# Relato:
────────

O dia foi ontem, dezenove de Abril. Três anos.
O dia foi todo prestando atenção na respiração. Não estava funcionando. Precisava de concentração para o ar fazer o que tem que fazer.
Três anos atrás, uns meses mais, eram meus trinta anos. Trinta anos bateu pesado. Trinta milhões de questões.
O ser ou não ser de Shakespeare migra para o mito de Sísifo e desagua em por que fazemos o que fazemos de Cortella. E as relações interpessoais ganharam destaque nos meus questionamentos recorrentes.
Eu nunca fui popular. Nunca tive muitos amigos. A introspecção sempre minha aliada. Prezo por conexões de almas. Poucos e profundos a muitos e rasos.
Certo dia faleceu um tio do meu então marido. As crianças nas escolas. Passamos a tarde na despedida. Foram horas grudadinhos como ha muito tempo não. Relacionamento enfraquecido. Aquelas horas ~que Deus me perdoe~ foram de recarregar meu estoque de carência afetiva. Não há nada pior do que se sentir sozinha estando acompanhada. Local e situação não favoráveis.
Comecei notar as migalhas que eu estava permitindo implorar receber.

────────

# Material fornecido:
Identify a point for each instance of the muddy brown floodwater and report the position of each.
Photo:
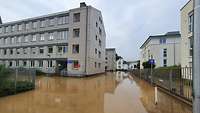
(110, 93)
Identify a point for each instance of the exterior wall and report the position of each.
(155, 49)
(86, 41)
(111, 60)
(186, 59)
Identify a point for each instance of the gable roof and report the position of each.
(172, 33)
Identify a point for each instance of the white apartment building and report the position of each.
(121, 65)
(72, 41)
(164, 49)
(111, 64)
(187, 24)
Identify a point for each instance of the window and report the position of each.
(62, 35)
(18, 39)
(163, 41)
(99, 55)
(40, 63)
(96, 37)
(191, 46)
(34, 38)
(1, 30)
(76, 64)
(7, 29)
(76, 17)
(95, 64)
(100, 31)
(17, 63)
(96, 24)
(19, 27)
(165, 63)
(75, 48)
(42, 37)
(63, 20)
(42, 23)
(95, 50)
(5, 51)
(11, 51)
(191, 22)
(33, 50)
(50, 63)
(34, 25)
(99, 42)
(25, 50)
(99, 65)
(26, 38)
(51, 21)
(10, 64)
(62, 49)
(50, 49)
(27, 26)
(164, 52)
(51, 36)
(18, 51)
(76, 32)
(12, 40)
(32, 63)
(24, 63)
(100, 20)
(41, 50)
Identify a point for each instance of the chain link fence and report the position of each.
(176, 80)
(16, 80)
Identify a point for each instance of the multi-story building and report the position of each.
(110, 59)
(187, 23)
(164, 49)
(72, 40)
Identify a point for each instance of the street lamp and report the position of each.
(196, 58)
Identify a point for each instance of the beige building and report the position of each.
(187, 18)
(70, 42)
(164, 49)
(111, 63)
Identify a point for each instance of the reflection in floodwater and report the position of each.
(111, 93)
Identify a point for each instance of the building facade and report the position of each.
(133, 64)
(164, 49)
(71, 41)
(111, 64)
(187, 24)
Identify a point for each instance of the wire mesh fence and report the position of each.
(16, 80)
(176, 80)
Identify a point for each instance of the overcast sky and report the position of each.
(128, 23)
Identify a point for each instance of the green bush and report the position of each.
(39, 72)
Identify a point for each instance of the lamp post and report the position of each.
(196, 58)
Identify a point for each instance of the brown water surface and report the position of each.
(110, 93)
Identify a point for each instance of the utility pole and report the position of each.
(196, 58)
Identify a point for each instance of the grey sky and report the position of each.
(128, 22)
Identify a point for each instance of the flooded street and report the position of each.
(110, 93)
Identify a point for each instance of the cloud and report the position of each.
(127, 23)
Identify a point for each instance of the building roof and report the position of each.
(172, 33)
(185, 4)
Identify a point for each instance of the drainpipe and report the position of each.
(196, 58)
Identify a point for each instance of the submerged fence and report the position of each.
(176, 80)
(17, 80)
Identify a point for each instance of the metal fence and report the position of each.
(16, 80)
(176, 80)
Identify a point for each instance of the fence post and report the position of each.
(170, 80)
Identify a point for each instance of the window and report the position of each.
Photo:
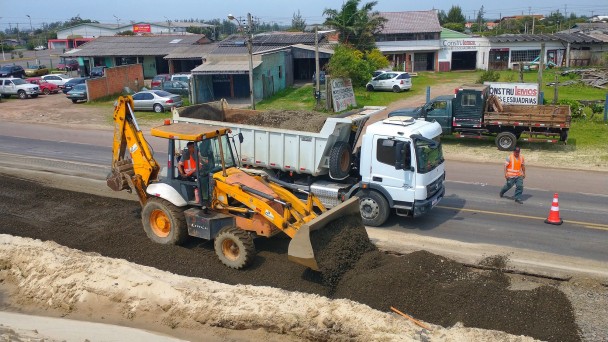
(469, 100)
(385, 151)
(524, 55)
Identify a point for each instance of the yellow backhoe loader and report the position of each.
(220, 201)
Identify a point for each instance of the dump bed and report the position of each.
(284, 149)
(529, 116)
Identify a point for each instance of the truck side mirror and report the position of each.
(403, 157)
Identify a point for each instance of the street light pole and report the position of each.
(32, 33)
(250, 51)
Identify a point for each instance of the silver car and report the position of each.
(392, 80)
(57, 79)
(156, 100)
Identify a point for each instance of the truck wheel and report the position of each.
(163, 222)
(374, 208)
(340, 160)
(234, 247)
(506, 141)
(158, 108)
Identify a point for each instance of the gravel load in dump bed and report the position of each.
(429, 287)
(286, 119)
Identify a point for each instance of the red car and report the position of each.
(45, 87)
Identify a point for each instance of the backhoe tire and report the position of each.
(163, 222)
(234, 247)
(506, 141)
(374, 208)
(340, 160)
(158, 108)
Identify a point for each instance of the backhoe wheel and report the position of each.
(374, 208)
(234, 247)
(339, 160)
(163, 222)
(506, 141)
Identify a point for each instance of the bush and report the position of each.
(488, 76)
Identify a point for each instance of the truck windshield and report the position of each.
(429, 155)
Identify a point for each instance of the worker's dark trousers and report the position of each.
(519, 186)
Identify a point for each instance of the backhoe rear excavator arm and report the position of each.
(134, 171)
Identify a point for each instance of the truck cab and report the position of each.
(402, 160)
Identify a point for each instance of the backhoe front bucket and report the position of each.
(300, 248)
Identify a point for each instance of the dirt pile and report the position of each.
(427, 286)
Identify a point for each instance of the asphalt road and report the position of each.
(471, 211)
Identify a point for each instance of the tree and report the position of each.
(348, 62)
(298, 24)
(356, 26)
(455, 16)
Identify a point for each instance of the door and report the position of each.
(383, 171)
(438, 111)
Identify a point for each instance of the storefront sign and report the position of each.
(141, 28)
(459, 44)
(524, 94)
(342, 94)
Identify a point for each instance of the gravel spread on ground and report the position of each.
(427, 286)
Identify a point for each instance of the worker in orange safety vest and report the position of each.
(515, 172)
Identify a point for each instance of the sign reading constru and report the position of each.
(525, 94)
(141, 28)
(342, 94)
(460, 44)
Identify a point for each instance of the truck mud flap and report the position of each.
(300, 248)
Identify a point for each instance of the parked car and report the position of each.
(57, 79)
(73, 82)
(156, 100)
(12, 71)
(160, 78)
(36, 70)
(181, 77)
(68, 64)
(390, 80)
(175, 87)
(18, 87)
(45, 87)
(78, 93)
(98, 71)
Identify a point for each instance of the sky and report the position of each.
(13, 12)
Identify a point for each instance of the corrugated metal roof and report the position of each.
(192, 51)
(225, 67)
(410, 22)
(159, 45)
(577, 38)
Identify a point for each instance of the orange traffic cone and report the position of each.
(554, 213)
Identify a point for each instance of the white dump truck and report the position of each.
(398, 163)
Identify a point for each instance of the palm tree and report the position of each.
(356, 26)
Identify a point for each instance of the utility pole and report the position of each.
(318, 76)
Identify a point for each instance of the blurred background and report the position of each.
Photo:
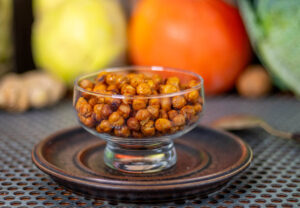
(247, 47)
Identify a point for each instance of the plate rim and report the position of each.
(53, 171)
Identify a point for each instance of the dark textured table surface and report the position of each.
(272, 180)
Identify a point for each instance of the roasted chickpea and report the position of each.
(87, 121)
(165, 104)
(192, 83)
(154, 101)
(106, 111)
(79, 102)
(163, 125)
(128, 90)
(133, 124)
(124, 110)
(121, 80)
(104, 127)
(113, 102)
(163, 114)
(113, 88)
(85, 110)
(93, 101)
(122, 132)
(178, 120)
(151, 84)
(157, 79)
(166, 89)
(97, 115)
(173, 81)
(174, 129)
(198, 107)
(100, 88)
(148, 128)
(153, 110)
(192, 97)
(111, 78)
(138, 104)
(188, 112)
(178, 102)
(136, 80)
(143, 89)
(172, 114)
(86, 95)
(116, 120)
(143, 116)
(86, 84)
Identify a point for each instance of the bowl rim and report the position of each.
(141, 68)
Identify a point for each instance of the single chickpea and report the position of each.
(178, 102)
(138, 104)
(148, 128)
(124, 110)
(143, 89)
(163, 114)
(133, 124)
(136, 80)
(143, 116)
(121, 80)
(174, 129)
(86, 84)
(111, 78)
(100, 88)
(116, 120)
(87, 121)
(192, 97)
(157, 79)
(166, 89)
(198, 107)
(104, 127)
(153, 110)
(188, 112)
(93, 101)
(122, 132)
(80, 102)
(172, 114)
(173, 81)
(85, 110)
(128, 90)
(151, 84)
(178, 120)
(86, 95)
(192, 83)
(165, 104)
(137, 134)
(106, 111)
(154, 101)
(163, 125)
(97, 115)
(113, 88)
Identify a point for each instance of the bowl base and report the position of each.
(140, 158)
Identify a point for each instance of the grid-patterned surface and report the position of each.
(273, 179)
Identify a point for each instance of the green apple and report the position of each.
(79, 36)
(43, 6)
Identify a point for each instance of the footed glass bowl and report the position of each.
(139, 111)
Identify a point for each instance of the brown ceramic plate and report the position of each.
(207, 160)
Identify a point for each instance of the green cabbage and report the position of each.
(274, 30)
(5, 33)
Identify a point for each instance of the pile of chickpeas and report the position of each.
(141, 112)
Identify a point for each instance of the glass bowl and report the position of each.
(139, 111)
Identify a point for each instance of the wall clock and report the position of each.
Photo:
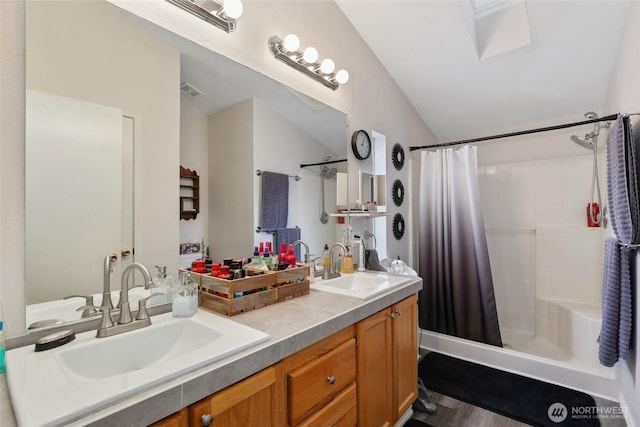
(361, 144)
(397, 156)
(397, 192)
(398, 226)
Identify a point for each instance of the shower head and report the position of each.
(329, 173)
(583, 142)
(588, 141)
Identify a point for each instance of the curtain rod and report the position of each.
(322, 163)
(517, 133)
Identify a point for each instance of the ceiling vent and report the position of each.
(190, 91)
(497, 26)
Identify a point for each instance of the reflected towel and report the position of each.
(275, 200)
(615, 335)
(288, 236)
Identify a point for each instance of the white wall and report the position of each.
(624, 97)
(194, 152)
(138, 95)
(539, 244)
(371, 99)
(231, 176)
(280, 146)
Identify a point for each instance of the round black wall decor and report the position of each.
(398, 192)
(398, 226)
(397, 156)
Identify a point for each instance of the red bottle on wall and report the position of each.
(593, 214)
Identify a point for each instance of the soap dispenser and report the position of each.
(347, 263)
(185, 300)
(358, 253)
(163, 284)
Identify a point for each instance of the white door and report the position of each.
(73, 195)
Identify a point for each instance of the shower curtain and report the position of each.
(457, 296)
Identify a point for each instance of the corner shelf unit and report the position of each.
(360, 214)
(189, 194)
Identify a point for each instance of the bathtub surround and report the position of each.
(458, 297)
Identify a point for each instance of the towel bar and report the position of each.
(296, 177)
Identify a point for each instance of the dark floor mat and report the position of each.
(521, 398)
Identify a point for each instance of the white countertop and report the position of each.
(291, 325)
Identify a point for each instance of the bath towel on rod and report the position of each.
(622, 181)
(615, 334)
(275, 200)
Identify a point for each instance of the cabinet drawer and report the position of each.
(311, 386)
(341, 412)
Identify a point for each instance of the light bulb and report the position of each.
(327, 66)
(291, 43)
(310, 55)
(233, 8)
(342, 76)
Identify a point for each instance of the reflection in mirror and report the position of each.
(99, 57)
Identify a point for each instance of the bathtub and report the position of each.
(562, 351)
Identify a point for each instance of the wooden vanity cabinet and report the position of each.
(387, 374)
(179, 419)
(319, 383)
(248, 403)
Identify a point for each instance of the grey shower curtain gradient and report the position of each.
(457, 297)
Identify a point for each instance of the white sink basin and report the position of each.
(361, 285)
(133, 351)
(58, 386)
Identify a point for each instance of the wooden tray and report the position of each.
(258, 289)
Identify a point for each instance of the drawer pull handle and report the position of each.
(206, 420)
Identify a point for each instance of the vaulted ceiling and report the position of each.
(430, 50)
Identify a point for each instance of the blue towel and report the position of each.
(275, 200)
(622, 182)
(288, 236)
(615, 334)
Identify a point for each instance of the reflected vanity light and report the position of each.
(222, 15)
(288, 51)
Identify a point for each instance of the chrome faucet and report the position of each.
(333, 270)
(106, 280)
(125, 321)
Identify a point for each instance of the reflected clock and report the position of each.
(361, 144)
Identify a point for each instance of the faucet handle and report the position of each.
(142, 306)
(89, 310)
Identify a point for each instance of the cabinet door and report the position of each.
(374, 356)
(405, 354)
(312, 385)
(248, 403)
(179, 419)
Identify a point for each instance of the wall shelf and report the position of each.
(189, 194)
(359, 214)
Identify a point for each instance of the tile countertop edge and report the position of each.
(166, 399)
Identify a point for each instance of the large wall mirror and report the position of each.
(108, 128)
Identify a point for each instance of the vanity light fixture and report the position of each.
(222, 15)
(306, 61)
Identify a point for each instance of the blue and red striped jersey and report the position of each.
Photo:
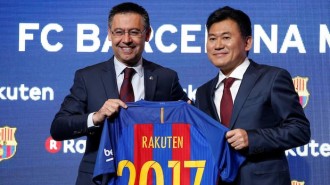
(165, 143)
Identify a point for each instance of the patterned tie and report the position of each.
(226, 104)
(126, 91)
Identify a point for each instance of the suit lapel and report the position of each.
(150, 80)
(109, 80)
(249, 79)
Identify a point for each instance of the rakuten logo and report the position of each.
(66, 146)
(26, 93)
(311, 149)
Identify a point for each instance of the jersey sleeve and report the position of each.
(104, 164)
(229, 160)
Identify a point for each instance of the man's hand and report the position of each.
(237, 138)
(109, 109)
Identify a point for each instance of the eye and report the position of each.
(118, 32)
(212, 38)
(134, 32)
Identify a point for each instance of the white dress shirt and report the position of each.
(137, 83)
(238, 75)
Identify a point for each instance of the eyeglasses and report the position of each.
(132, 33)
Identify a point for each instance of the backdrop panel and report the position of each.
(44, 42)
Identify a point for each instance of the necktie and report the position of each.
(226, 104)
(126, 90)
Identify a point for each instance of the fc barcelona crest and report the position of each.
(300, 85)
(7, 143)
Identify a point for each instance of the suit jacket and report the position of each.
(268, 108)
(92, 86)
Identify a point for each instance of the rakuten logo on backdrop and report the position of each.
(313, 149)
(66, 146)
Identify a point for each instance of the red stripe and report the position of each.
(142, 154)
(8, 151)
(182, 154)
(1, 156)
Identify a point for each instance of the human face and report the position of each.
(226, 48)
(128, 49)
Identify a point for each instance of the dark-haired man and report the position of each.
(257, 102)
(94, 95)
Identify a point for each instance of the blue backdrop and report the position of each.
(44, 42)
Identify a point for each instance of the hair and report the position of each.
(129, 7)
(238, 16)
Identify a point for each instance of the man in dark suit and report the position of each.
(94, 95)
(266, 118)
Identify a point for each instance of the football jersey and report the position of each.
(165, 143)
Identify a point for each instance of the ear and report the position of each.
(148, 34)
(248, 43)
(109, 34)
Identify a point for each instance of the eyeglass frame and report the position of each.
(123, 32)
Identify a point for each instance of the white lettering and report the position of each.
(52, 145)
(158, 38)
(23, 36)
(44, 37)
(324, 38)
(185, 38)
(293, 39)
(260, 34)
(92, 37)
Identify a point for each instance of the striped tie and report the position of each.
(126, 91)
(226, 104)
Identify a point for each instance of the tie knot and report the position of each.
(228, 82)
(128, 73)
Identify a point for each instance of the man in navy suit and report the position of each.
(266, 118)
(94, 95)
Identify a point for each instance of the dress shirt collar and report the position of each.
(237, 73)
(119, 67)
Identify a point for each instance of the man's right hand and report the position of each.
(109, 109)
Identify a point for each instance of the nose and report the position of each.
(218, 44)
(126, 37)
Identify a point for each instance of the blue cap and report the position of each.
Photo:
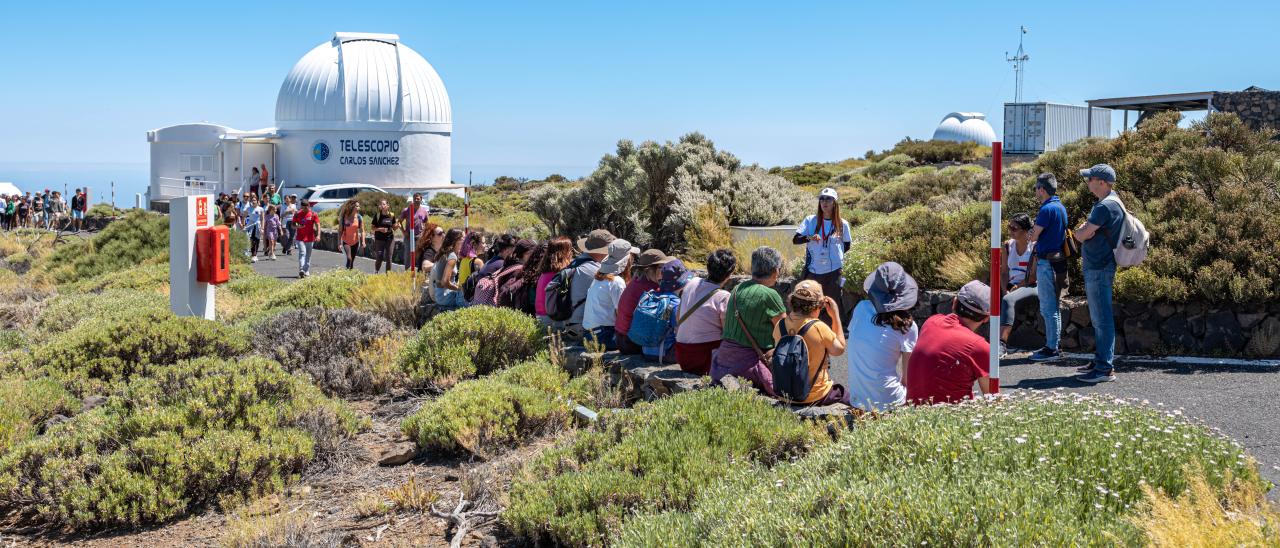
(1102, 172)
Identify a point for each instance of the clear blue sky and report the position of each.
(540, 87)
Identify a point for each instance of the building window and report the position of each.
(196, 163)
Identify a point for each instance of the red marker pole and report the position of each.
(993, 361)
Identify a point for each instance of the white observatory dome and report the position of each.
(965, 127)
(361, 81)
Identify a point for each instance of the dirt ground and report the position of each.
(330, 503)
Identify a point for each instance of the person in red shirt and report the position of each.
(309, 231)
(949, 356)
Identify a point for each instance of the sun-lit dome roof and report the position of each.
(965, 127)
(360, 81)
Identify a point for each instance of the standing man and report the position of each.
(1048, 269)
(77, 209)
(412, 223)
(309, 231)
(1098, 238)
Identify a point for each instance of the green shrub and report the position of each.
(150, 277)
(483, 415)
(27, 405)
(1139, 284)
(330, 290)
(99, 354)
(184, 435)
(127, 242)
(68, 310)
(467, 342)
(1045, 469)
(325, 345)
(652, 459)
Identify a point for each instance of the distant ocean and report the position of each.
(133, 178)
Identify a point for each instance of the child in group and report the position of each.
(272, 231)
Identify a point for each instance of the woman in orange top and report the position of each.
(807, 305)
(352, 231)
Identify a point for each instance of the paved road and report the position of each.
(1242, 402)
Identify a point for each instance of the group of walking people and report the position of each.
(45, 210)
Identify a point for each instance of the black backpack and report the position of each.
(790, 364)
(560, 293)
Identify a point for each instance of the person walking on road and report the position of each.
(1098, 237)
(309, 231)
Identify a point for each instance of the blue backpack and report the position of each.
(652, 320)
(790, 364)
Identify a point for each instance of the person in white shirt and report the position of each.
(600, 309)
(882, 336)
(826, 238)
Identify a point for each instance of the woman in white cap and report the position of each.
(826, 238)
(881, 336)
(600, 310)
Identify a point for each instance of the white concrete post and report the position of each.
(188, 297)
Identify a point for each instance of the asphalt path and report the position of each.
(1242, 402)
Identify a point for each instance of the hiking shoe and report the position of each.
(1046, 354)
(1097, 377)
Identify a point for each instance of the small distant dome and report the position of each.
(965, 127)
(364, 81)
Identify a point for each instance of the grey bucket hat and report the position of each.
(891, 288)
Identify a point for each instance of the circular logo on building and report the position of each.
(320, 151)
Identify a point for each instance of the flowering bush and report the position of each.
(1038, 469)
(653, 459)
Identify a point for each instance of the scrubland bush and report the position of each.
(330, 290)
(1072, 470)
(178, 438)
(392, 296)
(68, 310)
(325, 345)
(653, 459)
(483, 415)
(27, 405)
(467, 342)
(103, 352)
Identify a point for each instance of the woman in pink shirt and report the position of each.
(700, 316)
(560, 254)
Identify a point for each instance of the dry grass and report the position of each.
(1198, 517)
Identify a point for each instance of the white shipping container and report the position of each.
(1041, 127)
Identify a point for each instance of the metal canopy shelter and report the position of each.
(1150, 104)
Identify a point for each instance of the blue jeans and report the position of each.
(1050, 310)
(1097, 287)
(305, 256)
(604, 336)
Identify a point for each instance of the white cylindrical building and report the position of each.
(359, 108)
(965, 127)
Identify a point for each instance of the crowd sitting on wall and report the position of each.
(611, 295)
(44, 210)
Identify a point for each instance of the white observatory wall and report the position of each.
(421, 159)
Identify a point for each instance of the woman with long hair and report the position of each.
(558, 255)
(444, 277)
(351, 228)
(826, 238)
(881, 338)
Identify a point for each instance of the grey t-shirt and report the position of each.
(1097, 251)
(583, 278)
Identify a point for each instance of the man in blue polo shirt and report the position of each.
(1050, 272)
(1098, 238)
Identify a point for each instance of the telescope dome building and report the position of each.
(360, 108)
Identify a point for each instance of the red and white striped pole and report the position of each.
(996, 246)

────────

# Tarefas a fazer:
1/ Repita palavra por palavra o trecho do relato que vai de "O dia foi ontem, dezenove" até "tem que fazer.".
2/ Escreva a próxima parte do relato, começando logo depois da última frase.

# Respostas escritas:
1/
O dia foi ontem, dezenove de Abril. Três anos.
O dia foi todo prestando atenção na respiração. Não estava funcionando. Precisava de concentração para o ar fazer o que tem que fazer.

2/
No meu fatídico dezenove de Abril, a dor mais avassaladora chegou. Meu pai se foi. Se foi definitivo. O alcoolismo já tinha levado, picado há tempos. As horas seguintes são infinitas e cruciais. A gente não quer estar ali. A gente precisa estar ali. Ali eu senti o peso da solidão. Eu coadjuvante. Cercada de familiares com a mesma dor que a minha. Algumas menores. Do meu irmão igual. Da minha vó maior. Todos se apoiando, se amando, se fortalecendo. Eu me senti extremamente só. Muitos amigos do meu pai, amigos da minha mãe, amigos do meu irmão. Eu sem nenhum. Meu marido chegou minutos antes do enterro. Minhas redes sociais se encheram de mensagens. Meus braços só receberam carinho de pessoas do meu sangue, que sentiam dores também.
Não quero que ninguém se sinta mau. Falo do que senti. Do que me faltou no momento mais triste da minha vida. Ninguém quer estar ali. A gente não vai porque gosta. Muitas vezes não vai por quem partiu. Sim por quem ficou partido.
Um tempo depois fui novamente. Não exatamente por quem foi. Fui por quem ficou. Meu sangue. Não queria que sentisse jamais o que senti quando foi minha vez. Tinha muitas desculpas. Tempo, distancia, filhos. Só fui!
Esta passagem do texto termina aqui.